▶ [Vorliegender Text]

* * *

Als Jean-Claude Grumbergs "Das kostbarste aller Güter" 2021 für den deutschen Jugendbuchpreis nominiert war, fragte die "Jüdische Allgemeine" zurecht: "Ein Märchen über ein kleines Bündel Mensch, das aus einem Zug nach Auschwitz geworfen wird?"
Tatsächlich beginnen Film und Buch in märchenhaftem Ton – mit dem Satz: "Es lebten einmal in einem großen Wald eine arme Holzfällersfrau und ein armer Holzfäller." Die Frau wünscht sich sehnlichst ein Kind, kann aber keine bekommen. Jeden Tag pilgert sie durch den Schnee und betet an einem täglich passierenden Zug, der lautstark durch den Wald schneidet, für ein Wunder. Genau das geschieht – aus ihrer Sicht: Eines Tages wird ein Säugling aus dem Zug geworfen. Es ist die Verzweiflungstat eines französischen Vaters, der in eben diesem Zug nach Auschwitz deportiert wird. Die Frau will das kleine Mädchen aufziehen – aber ihr Mann vermutet, es sei ein Kind der "Teuflischen". So haben sie es gelernt – dass in diesen Zügen der Feind lauert. Nach und nach weicht der märchenhafte Ton jedoch immer mehr in die harte Realität und wird auch in der Benennung der Dinge konkreter. Im letzten Drittel des Buchs liest man zum Beispiel Sätze wie diesen: "Der Güterzug, der von der Bürokratie des Todes die Bezeichnung Konvoi 49 erhalten hat und am 2. März 1943 am Bahnhof Bobigny bei Drancy an der Seine abgefahren ist, erreicht am Morgen des 5. März das Herz der Hölle, die Endstation."

* * *

▶ [Bereitgestelltes Material]

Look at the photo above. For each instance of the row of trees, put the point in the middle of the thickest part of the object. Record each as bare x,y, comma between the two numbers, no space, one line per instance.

* * *

Fasse den vorliegenden Text über „Das kostbarste aller Güter“ in zwei Sätzen zusammen.

Jean-Claude Grumbergs „Das kostbarste aller Güter“, 2021 für den deutschen Jugendbuchpreis nominiert, beginnt im Märchenton: Eine arme Holzfällersfrau, die sich sehnlichst ein Kind wünscht, will einen Säugling aufziehen, den ein französischer Vater aus einem Deportationszug nach Auschwitz geworfen hat. Nach und nach weicht der märchenhafte Ton der harten Realität, bis das Buch im letzten Drittel den Konvoi 49 und seine Ankunft an der Endstation konkret benennt.